↓↓↓

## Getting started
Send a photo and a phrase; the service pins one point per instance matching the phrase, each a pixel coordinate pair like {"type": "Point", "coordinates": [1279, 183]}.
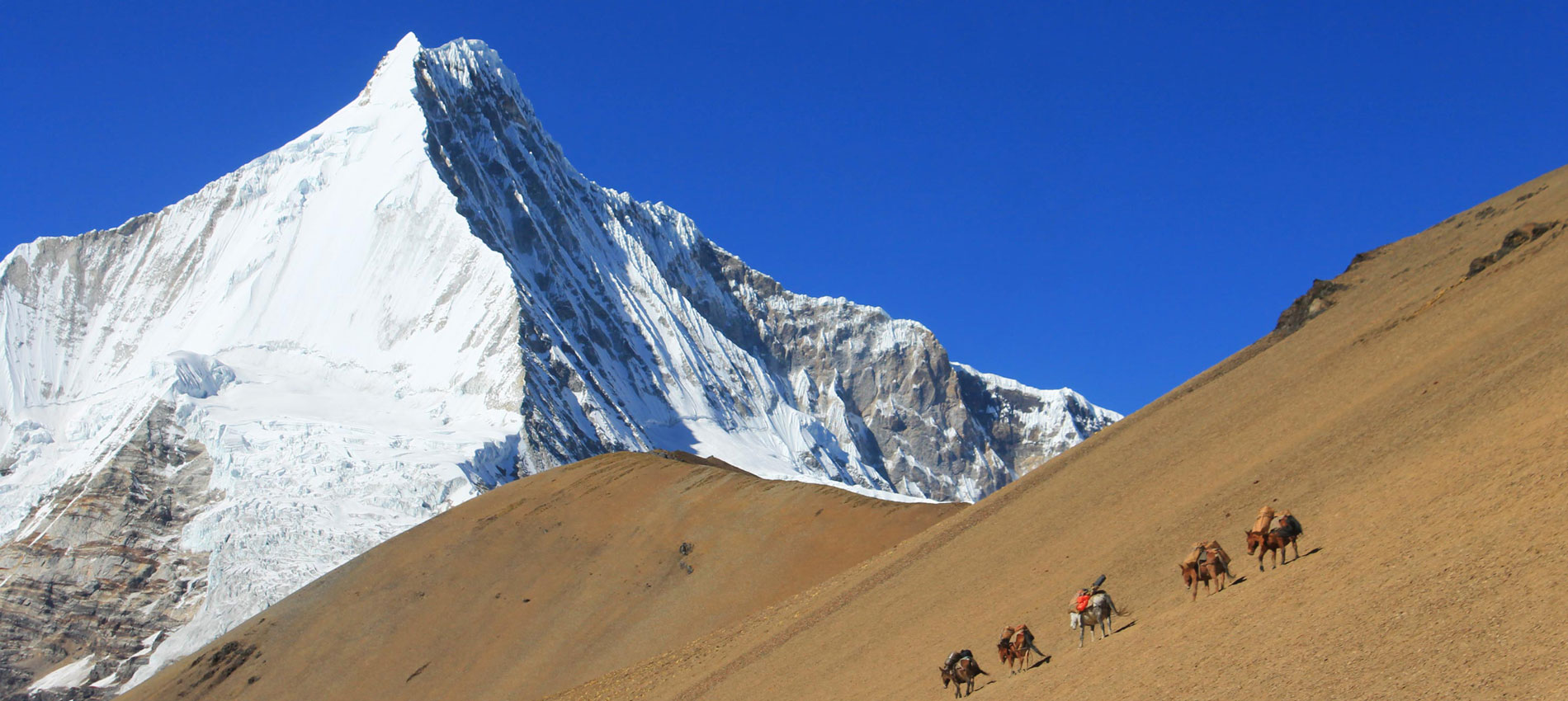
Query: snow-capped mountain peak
{"type": "Point", "coordinates": [413, 302]}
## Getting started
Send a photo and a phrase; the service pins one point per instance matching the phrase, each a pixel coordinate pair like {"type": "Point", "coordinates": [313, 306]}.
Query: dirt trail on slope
{"type": "Point", "coordinates": [548, 582]}
{"type": "Point", "coordinates": [1416, 422]}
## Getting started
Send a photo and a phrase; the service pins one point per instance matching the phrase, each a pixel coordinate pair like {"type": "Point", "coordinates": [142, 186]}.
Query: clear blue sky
{"type": "Point", "coordinates": [1093, 195]}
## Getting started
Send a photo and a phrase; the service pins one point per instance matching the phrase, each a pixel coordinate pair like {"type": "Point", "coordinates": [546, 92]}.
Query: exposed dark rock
{"type": "Point", "coordinates": [107, 572]}
{"type": "Point", "coordinates": [1316, 302]}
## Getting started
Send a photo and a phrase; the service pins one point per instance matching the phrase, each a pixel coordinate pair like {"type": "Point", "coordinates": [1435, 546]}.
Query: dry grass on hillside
{"type": "Point", "coordinates": [548, 582]}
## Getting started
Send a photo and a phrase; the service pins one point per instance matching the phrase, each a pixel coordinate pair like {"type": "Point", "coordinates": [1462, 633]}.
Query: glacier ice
{"type": "Point", "coordinates": [423, 299]}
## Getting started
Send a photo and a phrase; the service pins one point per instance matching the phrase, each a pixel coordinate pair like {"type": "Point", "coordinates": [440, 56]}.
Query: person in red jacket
{"type": "Point", "coordinates": [1081, 601]}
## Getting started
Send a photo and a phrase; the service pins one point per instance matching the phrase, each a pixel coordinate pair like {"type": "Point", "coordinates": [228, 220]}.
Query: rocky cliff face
{"type": "Point", "coordinates": [411, 303]}
{"type": "Point", "coordinates": [107, 577]}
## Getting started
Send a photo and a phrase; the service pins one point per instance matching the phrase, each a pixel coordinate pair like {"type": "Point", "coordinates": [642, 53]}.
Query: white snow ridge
{"type": "Point", "coordinates": [411, 303]}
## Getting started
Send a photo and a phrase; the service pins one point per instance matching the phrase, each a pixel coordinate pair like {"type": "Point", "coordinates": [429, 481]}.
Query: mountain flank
{"type": "Point", "coordinates": [1416, 426]}
{"type": "Point", "coordinates": [408, 304]}
{"type": "Point", "coordinates": [548, 582]}
{"type": "Point", "coordinates": [1418, 429]}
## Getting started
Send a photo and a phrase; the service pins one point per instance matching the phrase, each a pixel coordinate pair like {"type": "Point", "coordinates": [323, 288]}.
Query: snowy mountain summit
{"type": "Point", "coordinates": [209, 407]}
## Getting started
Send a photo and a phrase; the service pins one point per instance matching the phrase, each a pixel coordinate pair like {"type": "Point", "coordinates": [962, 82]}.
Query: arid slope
{"type": "Point", "coordinates": [1416, 419]}
{"type": "Point", "coordinates": [548, 582]}
{"type": "Point", "coordinates": [1419, 429]}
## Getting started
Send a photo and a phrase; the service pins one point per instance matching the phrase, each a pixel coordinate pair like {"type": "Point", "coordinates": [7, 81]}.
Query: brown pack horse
{"type": "Point", "coordinates": [1193, 572]}
{"type": "Point", "coordinates": [1216, 568]}
{"type": "Point", "coordinates": [1015, 647]}
{"type": "Point", "coordinates": [960, 675]}
{"type": "Point", "coordinates": [1270, 543]}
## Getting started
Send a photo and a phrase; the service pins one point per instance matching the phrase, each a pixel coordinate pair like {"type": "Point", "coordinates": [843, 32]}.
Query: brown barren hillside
{"type": "Point", "coordinates": [1413, 413]}
{"type": "Point", "coordinates": [1416, 421]}
{"type": "Point", "coordinates": [548, 582]}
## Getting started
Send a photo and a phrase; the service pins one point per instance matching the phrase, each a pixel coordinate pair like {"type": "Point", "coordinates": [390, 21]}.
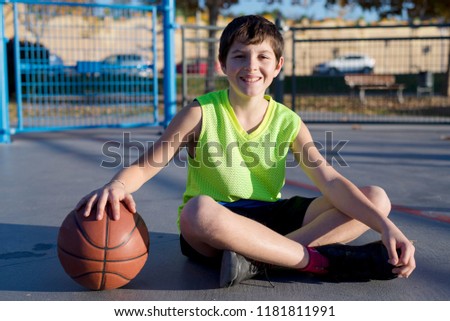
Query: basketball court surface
{"type": "Point", "coordinates": [43, 176]}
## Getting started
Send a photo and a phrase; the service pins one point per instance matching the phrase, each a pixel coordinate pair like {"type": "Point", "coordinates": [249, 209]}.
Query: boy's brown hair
{"type": "Point", "coordinates": [250, 30]}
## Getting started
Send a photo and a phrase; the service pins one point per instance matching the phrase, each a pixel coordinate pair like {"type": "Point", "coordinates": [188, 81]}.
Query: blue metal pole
{"type": "Point", "coordinates": [5, 135]}
{"type": "Point", "coordinates": [169, 82]}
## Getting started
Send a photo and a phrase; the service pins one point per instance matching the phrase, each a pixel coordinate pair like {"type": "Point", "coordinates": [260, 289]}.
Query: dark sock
{"type": "Point", "coordinates": [317, 264]}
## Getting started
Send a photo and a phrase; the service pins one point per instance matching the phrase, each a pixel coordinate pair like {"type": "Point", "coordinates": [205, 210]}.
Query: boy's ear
{"type": "Point", "coordinates": [279, 66]}
{"type": "Point", "coordinates": [223, 67]}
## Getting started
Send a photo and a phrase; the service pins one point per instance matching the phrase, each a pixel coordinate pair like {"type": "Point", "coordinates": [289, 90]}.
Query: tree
{"type": "Point", "coordinates": [415, 9]}
{"type": "Point", "coordinates": [213, 7]}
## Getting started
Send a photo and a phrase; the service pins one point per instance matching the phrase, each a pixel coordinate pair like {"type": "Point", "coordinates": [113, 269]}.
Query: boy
{"type": "Point", "coordinates": [237, 141]}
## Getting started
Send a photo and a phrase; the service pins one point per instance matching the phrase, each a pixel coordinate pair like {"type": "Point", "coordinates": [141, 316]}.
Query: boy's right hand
{"type": "Point", "coordinates": [112, 193]}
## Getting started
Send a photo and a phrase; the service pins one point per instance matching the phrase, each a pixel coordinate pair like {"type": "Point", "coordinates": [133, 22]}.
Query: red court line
{"type": "Point", "coordinates": [399, 208]}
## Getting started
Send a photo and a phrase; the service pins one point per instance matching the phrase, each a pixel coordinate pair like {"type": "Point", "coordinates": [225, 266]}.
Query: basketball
{"type": "Point", "coordinates": [103, 254]}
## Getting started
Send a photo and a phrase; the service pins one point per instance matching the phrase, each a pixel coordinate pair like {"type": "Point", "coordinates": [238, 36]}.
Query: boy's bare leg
{"type": "Point", "coordinates": [324, 224]}
{"type": "Point", "coordinates": [209, 227]}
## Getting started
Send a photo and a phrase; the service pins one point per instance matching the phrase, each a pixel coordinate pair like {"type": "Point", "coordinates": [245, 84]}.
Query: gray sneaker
{"type": "Point", "coordinates": [236, 269]}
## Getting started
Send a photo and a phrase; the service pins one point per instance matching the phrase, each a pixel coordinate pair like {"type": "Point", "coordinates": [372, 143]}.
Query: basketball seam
{"type": "Point", "coordinates": [94, 260]}
{"type": "Point", "coordinates": [102, 286]}
{"type": "Point", "coordinates": [106, 247]}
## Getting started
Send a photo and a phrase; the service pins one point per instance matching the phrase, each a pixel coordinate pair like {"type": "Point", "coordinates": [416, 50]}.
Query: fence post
{"type": "Point", "coordinates": [5, 135]}
{"type": "Point", "coordinates": [279, 80]}
{"type": "Point", "coordinates": [169, 79]}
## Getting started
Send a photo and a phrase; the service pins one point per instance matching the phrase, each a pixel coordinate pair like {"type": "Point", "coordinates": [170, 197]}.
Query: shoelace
{"type": "Point", "coordinates": [256, 267]}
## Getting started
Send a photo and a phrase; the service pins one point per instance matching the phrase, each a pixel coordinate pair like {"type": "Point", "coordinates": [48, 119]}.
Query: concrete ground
{"type": "Point", "coordinates": [43, 175]}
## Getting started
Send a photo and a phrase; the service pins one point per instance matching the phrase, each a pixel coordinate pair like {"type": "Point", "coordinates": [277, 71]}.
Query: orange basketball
{"type": "Point", "coordinates": [105, 254]}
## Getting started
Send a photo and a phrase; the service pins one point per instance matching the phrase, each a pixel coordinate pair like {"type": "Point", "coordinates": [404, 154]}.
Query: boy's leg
{"type": "Point", "coordinates": [324, 224]}
{"type": "Point", "coordinates": [210, 228]}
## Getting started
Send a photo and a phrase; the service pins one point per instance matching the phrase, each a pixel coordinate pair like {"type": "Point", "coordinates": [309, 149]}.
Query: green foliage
{"type": "Point", "coordinates": [415, 9]}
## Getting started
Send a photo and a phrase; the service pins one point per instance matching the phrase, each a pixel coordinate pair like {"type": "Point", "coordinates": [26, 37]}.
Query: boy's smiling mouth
{"type": "Point", "coordinates": [250, 79]}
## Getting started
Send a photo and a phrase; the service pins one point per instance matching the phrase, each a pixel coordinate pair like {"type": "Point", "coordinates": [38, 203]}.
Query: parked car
{"type": "Point", "coordinates": [35, 59]}
{"type": "Point", "coordinates": [198, 66]}
{"type": "Point", "coordinates": [350, 63]}
{"type": "Point", "coordinates": [126, 64]}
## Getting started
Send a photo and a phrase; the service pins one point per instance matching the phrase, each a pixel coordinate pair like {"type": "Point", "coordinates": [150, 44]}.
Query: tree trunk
{"type": "Point", "coordinates": [210, 73]}
{"type": "Point", "coordinates": [447, 76]}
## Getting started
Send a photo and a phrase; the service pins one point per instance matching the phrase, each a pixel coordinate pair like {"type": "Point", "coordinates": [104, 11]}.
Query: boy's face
{"type": "Point", "coordinates": [251, 68]}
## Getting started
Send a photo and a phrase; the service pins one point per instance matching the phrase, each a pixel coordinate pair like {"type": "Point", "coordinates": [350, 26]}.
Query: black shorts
{"type": "Point", "coordinates": [283, 216]}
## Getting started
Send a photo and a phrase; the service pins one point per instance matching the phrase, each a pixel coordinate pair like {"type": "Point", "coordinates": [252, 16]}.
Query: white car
{"type": "Point", "coordinates": [350, 63]}
{"type": "Point", "coordinates": [128, 64]}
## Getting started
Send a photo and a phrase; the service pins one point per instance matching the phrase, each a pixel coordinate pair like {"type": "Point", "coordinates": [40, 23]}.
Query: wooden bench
{"type": "Point", "coordinates": [364, 82]}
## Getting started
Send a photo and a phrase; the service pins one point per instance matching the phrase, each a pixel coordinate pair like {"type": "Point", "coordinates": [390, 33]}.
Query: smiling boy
{"type": "Point", "coordinates": [232, 211]}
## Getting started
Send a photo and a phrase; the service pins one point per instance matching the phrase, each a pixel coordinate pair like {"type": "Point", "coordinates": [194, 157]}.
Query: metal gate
{"type": "Point", "coordinates": [73, 65]}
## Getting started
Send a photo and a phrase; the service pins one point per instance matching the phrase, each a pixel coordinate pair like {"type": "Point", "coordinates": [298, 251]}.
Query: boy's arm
{"type": "Point", "coordinates": [181, 131]}
{"type": "Point", "coordinates": [347, 198]}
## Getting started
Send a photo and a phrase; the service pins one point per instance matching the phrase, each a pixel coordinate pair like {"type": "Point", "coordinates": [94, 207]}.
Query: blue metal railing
{"type": "Point", "coordinates": [88, 65]}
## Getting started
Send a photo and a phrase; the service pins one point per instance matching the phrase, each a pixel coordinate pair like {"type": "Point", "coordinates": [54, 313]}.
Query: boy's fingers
{"type": "Point", "coordinates": [101, 205]}
{"type": "Point", "coordinates": [392, 251]}
{"type": "Point", "coordinates": [115, 208]}
{"type": "Point", "coordinates": [88, 205]}
{"type": "Point", "coordinates": [129, 202]}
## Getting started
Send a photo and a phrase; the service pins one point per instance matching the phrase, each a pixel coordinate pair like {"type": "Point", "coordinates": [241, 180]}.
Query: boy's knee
{"type": "Point", "coordinates": [378, 197]}
{"type": "Point", "coordinates": [195, 212]}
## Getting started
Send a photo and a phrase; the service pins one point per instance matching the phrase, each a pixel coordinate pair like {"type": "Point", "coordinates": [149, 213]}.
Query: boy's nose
{"type": "Point", "coordinates": [251, 64]}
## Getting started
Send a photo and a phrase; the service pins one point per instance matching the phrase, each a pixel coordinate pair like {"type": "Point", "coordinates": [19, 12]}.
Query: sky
{"type": "Point", "coordinates": [315, 11]}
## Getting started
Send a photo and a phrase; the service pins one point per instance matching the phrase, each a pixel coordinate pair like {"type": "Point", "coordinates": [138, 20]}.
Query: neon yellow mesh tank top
{"type": "Point", "coordinates": [231, 164]}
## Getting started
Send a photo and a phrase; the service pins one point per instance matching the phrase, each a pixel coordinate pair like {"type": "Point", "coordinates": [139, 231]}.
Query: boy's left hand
{"type": "Point", "coordinates": [401, 251]}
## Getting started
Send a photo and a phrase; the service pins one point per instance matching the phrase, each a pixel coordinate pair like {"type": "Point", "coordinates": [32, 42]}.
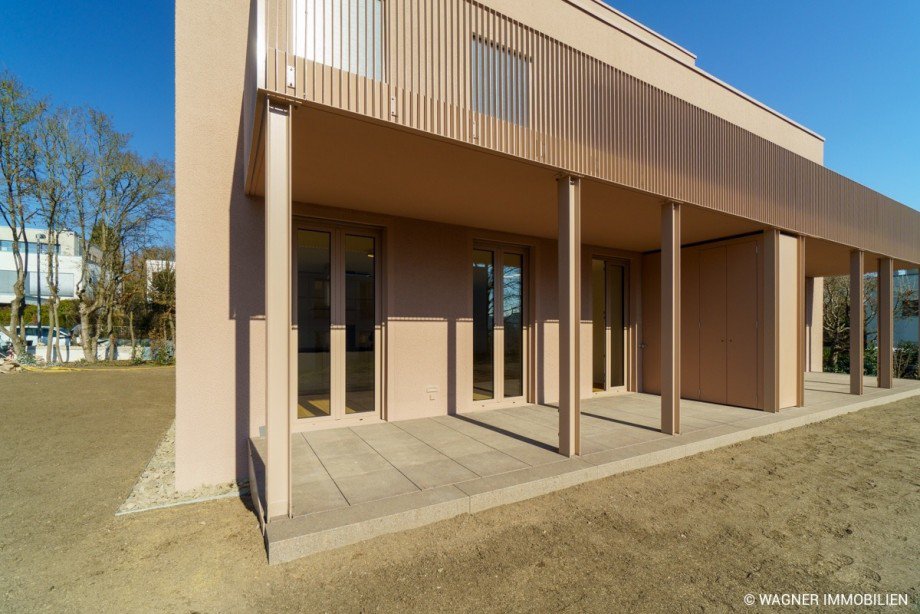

↑↑↑

#### [DIRECTIVE]
Return each line of the records that contains the word "brown", treating uppercase and lowercase letters as distinct.

#### [SOLUTION FOR THIS EXERCISE]
Query: brown pack horse
Query: brown barren hillside
Query: boy's brown hair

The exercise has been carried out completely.